** AVAILABLE DATA follows **

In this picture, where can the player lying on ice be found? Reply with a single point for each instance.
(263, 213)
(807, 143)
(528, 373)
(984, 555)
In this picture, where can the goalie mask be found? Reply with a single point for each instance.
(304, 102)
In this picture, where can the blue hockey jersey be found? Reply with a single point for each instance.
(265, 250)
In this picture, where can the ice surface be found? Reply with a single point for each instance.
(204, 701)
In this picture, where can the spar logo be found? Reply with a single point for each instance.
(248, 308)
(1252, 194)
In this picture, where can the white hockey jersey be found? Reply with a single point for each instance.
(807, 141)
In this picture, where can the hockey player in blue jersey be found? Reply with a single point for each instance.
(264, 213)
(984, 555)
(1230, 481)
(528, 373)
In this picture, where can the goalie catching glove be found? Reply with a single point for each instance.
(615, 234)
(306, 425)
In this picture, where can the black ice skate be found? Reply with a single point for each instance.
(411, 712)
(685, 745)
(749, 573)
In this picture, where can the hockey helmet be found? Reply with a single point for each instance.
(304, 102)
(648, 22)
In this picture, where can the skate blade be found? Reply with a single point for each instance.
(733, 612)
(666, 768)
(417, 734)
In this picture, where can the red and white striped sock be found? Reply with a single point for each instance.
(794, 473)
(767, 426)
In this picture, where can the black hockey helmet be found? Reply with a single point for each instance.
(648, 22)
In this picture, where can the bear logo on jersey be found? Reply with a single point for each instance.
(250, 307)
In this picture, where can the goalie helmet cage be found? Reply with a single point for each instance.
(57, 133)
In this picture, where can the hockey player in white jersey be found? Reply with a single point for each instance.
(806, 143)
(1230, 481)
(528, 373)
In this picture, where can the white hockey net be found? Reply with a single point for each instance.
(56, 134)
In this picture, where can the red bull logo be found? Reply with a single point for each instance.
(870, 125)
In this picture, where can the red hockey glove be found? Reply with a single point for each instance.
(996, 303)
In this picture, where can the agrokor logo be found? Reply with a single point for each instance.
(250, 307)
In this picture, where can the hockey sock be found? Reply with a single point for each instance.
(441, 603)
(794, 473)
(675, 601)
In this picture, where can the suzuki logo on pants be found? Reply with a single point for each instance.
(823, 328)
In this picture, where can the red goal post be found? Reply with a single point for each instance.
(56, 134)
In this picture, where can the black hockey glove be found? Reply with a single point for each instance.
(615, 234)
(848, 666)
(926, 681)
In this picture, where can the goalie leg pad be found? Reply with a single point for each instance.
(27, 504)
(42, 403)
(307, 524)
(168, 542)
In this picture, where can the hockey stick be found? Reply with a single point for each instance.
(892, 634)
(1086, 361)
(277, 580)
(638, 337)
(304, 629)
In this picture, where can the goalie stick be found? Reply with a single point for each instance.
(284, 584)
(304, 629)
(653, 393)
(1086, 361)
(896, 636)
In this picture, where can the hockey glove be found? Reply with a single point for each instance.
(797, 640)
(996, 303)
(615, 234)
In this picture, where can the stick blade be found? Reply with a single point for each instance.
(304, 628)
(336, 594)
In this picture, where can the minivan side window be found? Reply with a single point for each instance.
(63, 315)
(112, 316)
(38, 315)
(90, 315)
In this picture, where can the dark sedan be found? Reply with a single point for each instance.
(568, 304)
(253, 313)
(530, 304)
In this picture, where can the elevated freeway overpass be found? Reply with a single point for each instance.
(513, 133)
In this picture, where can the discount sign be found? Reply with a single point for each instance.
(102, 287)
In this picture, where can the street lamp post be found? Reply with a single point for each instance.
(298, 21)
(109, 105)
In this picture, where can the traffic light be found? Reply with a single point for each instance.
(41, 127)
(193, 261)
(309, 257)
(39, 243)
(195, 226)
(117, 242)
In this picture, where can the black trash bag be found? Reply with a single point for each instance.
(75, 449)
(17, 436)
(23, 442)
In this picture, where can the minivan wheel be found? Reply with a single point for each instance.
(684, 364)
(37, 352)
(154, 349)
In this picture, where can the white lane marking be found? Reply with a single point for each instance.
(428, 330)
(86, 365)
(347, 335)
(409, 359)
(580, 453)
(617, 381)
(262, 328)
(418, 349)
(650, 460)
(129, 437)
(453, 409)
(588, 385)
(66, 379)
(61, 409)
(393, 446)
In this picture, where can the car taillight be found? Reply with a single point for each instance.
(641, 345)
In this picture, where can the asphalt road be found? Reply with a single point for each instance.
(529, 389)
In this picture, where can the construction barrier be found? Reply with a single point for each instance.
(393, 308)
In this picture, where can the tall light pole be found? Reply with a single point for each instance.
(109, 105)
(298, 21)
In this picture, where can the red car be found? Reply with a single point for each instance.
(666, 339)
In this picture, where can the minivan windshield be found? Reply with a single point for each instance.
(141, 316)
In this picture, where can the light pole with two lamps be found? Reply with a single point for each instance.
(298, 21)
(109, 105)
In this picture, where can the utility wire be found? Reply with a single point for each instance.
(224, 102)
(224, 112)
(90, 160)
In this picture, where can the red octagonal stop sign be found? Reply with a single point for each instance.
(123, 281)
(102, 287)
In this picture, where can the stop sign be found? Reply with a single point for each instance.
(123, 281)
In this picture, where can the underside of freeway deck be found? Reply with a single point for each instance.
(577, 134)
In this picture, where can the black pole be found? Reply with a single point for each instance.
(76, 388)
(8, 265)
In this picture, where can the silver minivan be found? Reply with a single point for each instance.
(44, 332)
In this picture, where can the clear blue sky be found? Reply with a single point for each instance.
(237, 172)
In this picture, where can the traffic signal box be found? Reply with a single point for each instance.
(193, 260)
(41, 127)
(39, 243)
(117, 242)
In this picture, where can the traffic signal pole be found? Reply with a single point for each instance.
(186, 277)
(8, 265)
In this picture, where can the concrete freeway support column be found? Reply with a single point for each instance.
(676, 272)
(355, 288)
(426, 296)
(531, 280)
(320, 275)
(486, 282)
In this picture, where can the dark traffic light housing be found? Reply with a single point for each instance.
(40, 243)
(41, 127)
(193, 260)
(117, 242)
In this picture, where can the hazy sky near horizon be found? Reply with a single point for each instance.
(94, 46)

** End of AVAILABLE DATA **

◆ INSTRUCTIONS FOR THE TASK:
Each record above should be returned exactly as it appears.

◆ SOLUTION FOR THIS EXERCISE:
In this picture, where can the player lying on ice be found? Reply with a single point for each instance.
(263, 213)
(807, 143)
(528, 373)
(984, 555)
In this picture, where can the goalie mask be found? Reply with a single point for each instance.
(304, 102)
In this picture, where can the blue hockey jersey be found? Reply with a single point for each instance.
(265, 250)
In this picture, where can the ice surface be found? Reply with a single point for each instance.
(204, 701)
In this picture, where can the spar logo be found? Reply with a single point for each instance.
(248, 308)
(1252, 194)
In this picture, where can the white hockey jersey be found? Reply with a single point for each instance.
(807, 141)
In this picture, where can the hockey player in blue jersey be found? Reply with a single point for each instance.
(264, 213)
(984, 555)
(1230, 481)
(528, 373)
In this picture, where can the goalie catching glove be found? Reply with a single point for each instance.
(615, 234)
(306, 425)
In this picture, where can the black ice skate be found? Reply with a single point for each instance.
(411, 712)
(685, 745)
(749, 573)
In this picture, where can the hockey helmet be found? Reply with a single point for each instance.
(304, 102)
(648, 22)
In this picture, where can the skate blade be found? Reply with a single point for each instance.
(733, 612)
(666, 768)
(417, 734)
In this picture, where can the red and white striped sock be found? Reply with a single point for each instance.
(794, 473)
(767, 426)
In this picture, where can the black hockey helmet be found? Reply with a single point for each instance.
(648, 22)
In this picture, where can the bear logo on jersey be found? Reply with a single point for each instance.
(250, 307)
In this picture, where can the goalie helmet cage be found? Reply with a single point for each instance.
(57, 133)
In this picture, where can the hockey player in white jersey be found? Reply with a single point for each instance.
(806, 143)
(1230, 481)
(528, 373)
In this picture, where can the white hockey net be found? Reply with a single point for each instance.
(56, 134)
In this picture, where can the red bull logo be found? Reply with a single point for each instance.
(870, 125)
In this picture, where can the red hockey glove be found? Reply with a single point for each instance.
(996, 303)
In this picture, where can the agrokor logo be found? Reply with a single point for each instance.
(250, 307)
In this picture, where can the hockey sock be found? Reply with a single point for each instance.
(441, 603)
(794, 473)
(675, 601)
In this picture, where can the suzuki logo on pants be found? Reply with a single point for each instance.
(823, 328)
In this picture, where can the red goal post be found? Reply with a single point for each instance.
(56, 134)
In this picture, where can the black hockey glove be found? Reply with a single point for each instance.
(615, 234)
(848, 666)
(926, 681)
In this picture, where can the goalie leg pad be found? Reply with a single point for each instance.
(27, 504)
(42, 403)
(307, 524)
(168, 542)
In this picture, where can the hockey stick be found? Reply with a single point for each instance.
(892, 634)
(1086, 361)
(277, 580)
(638, 337)
(304, 629)
In this picture, where can the goalie stick be found? Reply with a single point for each instance.
(284, 584)
(304, 629)
(653, 393)
(1086, 361)
(896, 636)
In this picture, where can the hockey glove be found? Reply with a single point for each instance.
(797, 640)
(996, 303)
(615, 234)
In this picture, where can the stick blade be found? Reply with a single point for each instance.
(304, 628)
(336, 594)
In this picture, where can the minivan side window be found? Reply with a single point for each instance.
(63, 315)
(112, 316)
(38, 315)
(90, 315)
In this picture, where can the dark sedan be found? Reply with a single point for each instance.
(568, 304)
(253, 313)
(530, 304)
In this picture, where can the elevated freeway overpass be found? Reply with a single point for each instance.
(513, 133)
In this picture, where can the discount sign be found? Reply with a single point for each instance.
(102, 287)
In this picture, where can the street lamp post be found? Reply with a single point for each instance.
(298, 21)
(109, 105)
In this picture, where can the traffic light be found? Reply with a single point for each instance.
(41, 127)
(193, 261)
(309, 257)
(39, 243)
(195, 226)
(117, 242)
In this picture, where can the black trash bag be found? Reply with a single point for each instance.
(75, 449)
(17, 436)
(23, 442)
In this picture, where can the minivan wheel be found? Reply with a single point for each instance.
(684, 364)
(37, 352)
(154, 349)
In this picture, where can the white lane marking be found? Reply with a single point for each instance.
(428, 330)
(86, 365)
(347, 335)
(409, 359)
(580, 453)
(617, 381)
(262, 328)
(418, 349)
(650, 460)
(129, 437)
(453, 409)
(588, 385)
(66, 379)
(61, 409)
(393, 446)
In this picture, where can the car taillight be found? Reply with a single point for each instance.
(641, 345)
In this picture, where can the asphalt road be found? Reply with a single point for each instance.
(529, 389)
In this picture, where can the construction barrier be found? Reply with a single point for each instance.
(393, 308)
In this picture, where can the tall light pole be found? Reply with a single point for each instance.
(109, 105)
(298, 21)
In this picture, where can the red car be found? Reply with a single point for each instance.
(666, 339)
In this picture, where can the minivan windshield be found? Reply with a single point for each instance.
(141, 316)
In this picture, where can the light pole with two lamps be found? Reply with a single point for each instance.
(298, 21)
(109, 105)
In this picture, where can the utility wire be found? Reply with a single point for each instance.
(224, 102)
(224, 112)
(90, 160)
In this picture, where can the red octagonal stop sign be found? Reply with a single point for each instance.
(123, 281)
(102, 287)
In this picture, where can the stop sign be found? Reply with a single point for each instance.
(123, 281)
In this picture, where can the underside of freeway deck be found? Reply with a single point for each instance.
(577, 134)
In this picture, where can the black pole be found? Reply with a single point for each instance.
(76, 388)
(8, 265)
In this picture, where can the silver minivan be found? Reply with a single point for each instance.
(44, 332)
In this picture, where can the clear blue sky be found? Reply with a single point for each instance.
(237, 172)
In this picture, where can the traffic signal box be found? Reply with a single point for each instance.
(193, 260)
(41, 127)
(39, 243)
(117, 242)
In this picture, where can the traffic signal pole be found? Reply with a single point for each instance.
(186, 277)
(8, 265)
In this picture, where can the concrete freeway support column be found? Reply with a single point for each instance.
(676, 272)
(355, 288)
(426, 296)
(531, 280)
(320, 275)
(486, 282)
In this picture, where can the dark traffic light housing be found? Reply with a single point for each instance.
(40, 243)
(41, 127)
(193, 260)
(117, 242)
In this picture, where can the hazy sky near horizon be found? Reply with a single point for each instance.
(94, 46)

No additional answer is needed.